Wien. Kleider machen Leute, ganz klar, das weiß jeder. Doch wer macht eigentlich die Kleider? Rund 40 Millionen Menschen weltweit verbringen ihren Lebensalltag mit dem Zusammennähen verschiedenster Stoffteile zu einem Kleidungsstück. Worüber jedoch nur die wenigsten Bescheid wissen, sind die Bedingungen, unter denen das, was wir hierzulande als „Jacke“, „Hose“ oder „Pullover“ bezeichnen, eigentlich produziert wird. So wurden beim Einsturz einer achtstöckigen, längst sanierungsbedürftigen Textilfabrik in Dhaka, der Hauptstadt Bangladeschs, im Jahr 2013 mehr als 1.000 Arbeiter unter den Trümmern begraben. Viele der dort produzierten Kleidungsstücke waren für den Export in die USA und nach Europa bestimmt.

Aufgabenstellung: Führe den Text über die Kleiderproduktion ab seinem letzten Satz fort. Die Datensätze sind eigenständiges Material und gehören nicht zum Text über die Kleiderproduktion.

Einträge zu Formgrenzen
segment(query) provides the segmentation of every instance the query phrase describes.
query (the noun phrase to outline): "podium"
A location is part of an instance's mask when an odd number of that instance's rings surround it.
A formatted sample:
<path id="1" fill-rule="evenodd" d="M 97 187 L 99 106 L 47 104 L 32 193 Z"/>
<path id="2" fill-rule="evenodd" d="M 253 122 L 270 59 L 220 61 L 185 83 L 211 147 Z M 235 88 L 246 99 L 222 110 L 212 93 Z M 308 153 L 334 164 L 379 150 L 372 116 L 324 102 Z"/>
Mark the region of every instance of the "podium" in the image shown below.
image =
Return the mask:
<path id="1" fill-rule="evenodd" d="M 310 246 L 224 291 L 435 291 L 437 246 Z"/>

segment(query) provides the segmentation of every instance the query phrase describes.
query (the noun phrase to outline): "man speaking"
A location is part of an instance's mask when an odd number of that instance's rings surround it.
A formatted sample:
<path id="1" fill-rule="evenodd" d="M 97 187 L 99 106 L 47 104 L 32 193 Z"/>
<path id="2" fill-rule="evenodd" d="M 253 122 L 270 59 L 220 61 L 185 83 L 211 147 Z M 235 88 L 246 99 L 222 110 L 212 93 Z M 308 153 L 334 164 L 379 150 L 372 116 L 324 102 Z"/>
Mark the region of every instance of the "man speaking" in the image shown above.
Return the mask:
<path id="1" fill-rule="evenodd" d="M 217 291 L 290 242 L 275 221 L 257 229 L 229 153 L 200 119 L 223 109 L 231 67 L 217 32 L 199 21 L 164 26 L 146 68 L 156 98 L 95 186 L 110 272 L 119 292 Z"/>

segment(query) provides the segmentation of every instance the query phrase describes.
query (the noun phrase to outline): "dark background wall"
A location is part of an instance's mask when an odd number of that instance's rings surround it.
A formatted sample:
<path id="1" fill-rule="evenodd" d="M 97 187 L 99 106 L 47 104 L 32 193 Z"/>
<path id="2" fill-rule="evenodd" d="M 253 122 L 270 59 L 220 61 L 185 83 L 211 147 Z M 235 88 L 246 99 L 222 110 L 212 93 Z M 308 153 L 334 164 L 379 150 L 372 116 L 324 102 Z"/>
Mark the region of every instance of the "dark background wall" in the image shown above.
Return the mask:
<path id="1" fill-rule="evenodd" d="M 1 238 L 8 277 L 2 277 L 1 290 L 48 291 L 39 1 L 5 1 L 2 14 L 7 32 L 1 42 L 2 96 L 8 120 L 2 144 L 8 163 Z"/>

Ergebnis der Übung:
Dieses schreckliche Ereignis nahm der US-amerikanische Filmproduzent Andrew Morgan zum Anlass, sich dem Thema Mode – insbesondere der Frage, unter welchen Bedingungen sie produziert wird und welche Auswirkungen dies auf Mensch und Natur hat – etwas genauer zu widmen. Das Ergebnis nach einem „lebensverändernden, zwei Jahre andauernden Prozess“, wie er es nennt, ist ein erschütternder, zum Nachdenken anregender, 92-minütiger Dokumentarfilm mit dem Titel „The True Cost – Der Preis der Mode“. Im Interview mit dem Onlinemagazin „Da Hog’n“ erzählt Morgan über die Gefahren, welche die Unmengen an Billigkleidung mit sich bringen – und darüber, „dass wir es eigentlich viel, viel besser können“.
„Verheerenden Folgen für die Menschen und den Planeten“
Mr. Morgan: In ihrem neuesten Film „The True Cost – Der Preis der Mode“ sprechen Sie von einer „Neuerfindung des Modesystems“. Inwiefern beeinflusst diese Neuerfindung unseren Blick auf Mode und Kleidung? Und inwieweit beeinflusst dies die Produktion?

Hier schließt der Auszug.